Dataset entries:
════

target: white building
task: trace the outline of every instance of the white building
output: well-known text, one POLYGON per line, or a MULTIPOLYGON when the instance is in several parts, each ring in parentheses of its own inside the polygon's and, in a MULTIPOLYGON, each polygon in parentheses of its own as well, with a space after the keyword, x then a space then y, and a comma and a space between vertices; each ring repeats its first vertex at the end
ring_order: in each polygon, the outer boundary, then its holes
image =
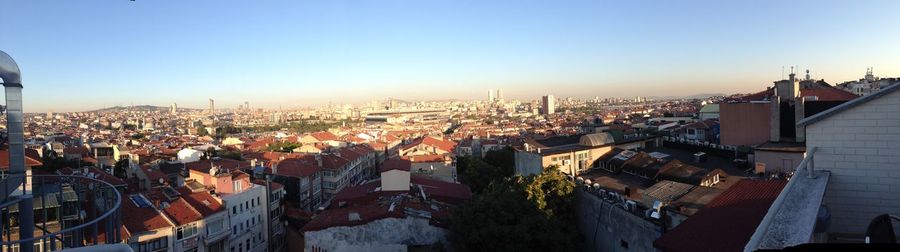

════

- [YOUR GOAL]:
I'd like every record printed exactly, with the pictures left out.

- [SOLUTION FOR THIS TASK]:
target: white building
task: trace the outline of every instance of the white building
output: well-known text, one POLYGON per line, or a MULTIPOLYGON when the instance is in several parts, each ring in parentheses of its own inside the polygon's and, in a MULTIPOLYGON, each polygon in parentheses of its own as well, with a space after the keyword, x then a space then y, and a comma and a space between vertices; each ring repeats its first vertex at the end
ring_order: in each polygon, the outer boundary, then its holes
image =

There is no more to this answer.